» **DIRECTIVE**
Can you format the records below as a Markdown table with two columns, No. and Text, giving each line its row number and leaving out blank lines?

» **DATA PROVIDED**
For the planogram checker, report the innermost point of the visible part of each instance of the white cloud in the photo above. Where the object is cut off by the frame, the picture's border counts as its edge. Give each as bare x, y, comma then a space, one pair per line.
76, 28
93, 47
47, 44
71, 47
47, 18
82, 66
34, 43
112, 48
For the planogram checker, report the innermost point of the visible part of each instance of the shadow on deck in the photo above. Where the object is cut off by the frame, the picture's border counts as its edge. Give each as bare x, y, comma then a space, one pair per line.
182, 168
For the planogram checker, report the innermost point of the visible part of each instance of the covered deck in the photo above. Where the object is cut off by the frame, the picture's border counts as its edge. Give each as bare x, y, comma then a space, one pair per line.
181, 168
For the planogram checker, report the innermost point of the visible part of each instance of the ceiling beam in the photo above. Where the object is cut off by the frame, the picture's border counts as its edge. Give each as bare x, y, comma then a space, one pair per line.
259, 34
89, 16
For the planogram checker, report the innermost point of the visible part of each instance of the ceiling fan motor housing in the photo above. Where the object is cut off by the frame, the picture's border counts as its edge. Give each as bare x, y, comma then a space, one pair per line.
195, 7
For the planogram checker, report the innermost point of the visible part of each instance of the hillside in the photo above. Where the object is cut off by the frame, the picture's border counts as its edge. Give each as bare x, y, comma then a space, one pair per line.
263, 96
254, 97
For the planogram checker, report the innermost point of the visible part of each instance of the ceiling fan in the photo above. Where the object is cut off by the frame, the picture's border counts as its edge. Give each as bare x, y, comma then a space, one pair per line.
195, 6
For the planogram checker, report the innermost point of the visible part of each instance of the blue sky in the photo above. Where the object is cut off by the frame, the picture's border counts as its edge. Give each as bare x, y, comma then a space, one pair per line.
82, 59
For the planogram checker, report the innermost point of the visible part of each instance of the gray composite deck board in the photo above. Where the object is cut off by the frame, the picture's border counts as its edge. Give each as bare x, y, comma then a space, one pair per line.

» **ANSWER FOR THE TASK**
| No. | Text |
|---|---|
| 1 | For the planogram checker, report the innermost point of the visible part of each instance of the white cloud in the photo above. Where the object is cut off by the frame, the picture's border counts as its edge. Give each as bare x, y, comma then a space, one pair per line. |
| 2 | 76, 28 |
| 3 | 93, 47 |
| 4 | 47, 44 |
| 5 | 71, 47 |
| 6 | 47, 18 |
| 7 | 82, 66 |
| 8 | 34, 43 |
| 9 | 112, 48 |
| 10 | For the planogram checker, report the innermost point of the visible part of each instance of the shadow on deck in the photo above. Where the object is cut off by the frame, the picture's border counts as its edge. Give each as bare x, y, comma then a space, one pair per line. |
| 11 | 182, 168 |
| 12 | For the planogram checker, report the innermost point of the visible part of each instance of the covered deck in the photo above. Where the object is cut off by the frame, the picture's border counts as its edge. Give each as bare x, y, comma then a space, one pair per line. |
| 13 | 181, 168 |
| 14 | For the planogram checker, report the innermost point of the visible part of each instance of the ceiling beam in the photo above. Where the object is cut off by the frame, the picture's border counts as its edge. Give each as bare x, y, comma then a space, one pair per line. |
| 15 | 259, 34 |
| 16 | 89, 16 |
| 17 | For the planogram checker, report the innermost point of the visible part of each instance of the ceiling fan motor housing in the photo above. Where the object is cut off by the frame, the picture's border counts as its edge. Give each as bare x, y, comma then a space, one pair per line. |
| 18 | 195, 7 |
| 19 | For the planogram checker, report the innermost point of the visible part of each instance of the hillside in the photo above. Where the object is cut off by the frame, the picture's border counts as its edge. Give each as bare x, y, comma then a space, one pair per line. |
| 20 | 263, 96 |
| 21 | 254, 97 |
| 22 | For the planogram checker, report the innermost point of the visible part of each instance of the ceiling fan in the photo above. Where the object is cut off by the frame, the picture's border counts as its edge. Give each as bare x, y, comma then a space, one pair per line. |
| 23 | 195, 6 |
| 24 | For the planogram checker, report the innermost point of the visible part of each instance of the blue sky in the photo above. Where the object is cut off by the frame, the picture's border counts as its edge. Give each as bare x, y, comma then a space, one pair per line. |
| 25 | 82, 59 |
| 26 | For the planogram checker, report the innermost point of the visible part of each instance of the gray composite deck board in the photo above. Where the object is cut off by the frame, the picture's border counts as its edge. Give each as bare x, y, comma then a space, one pair per line. |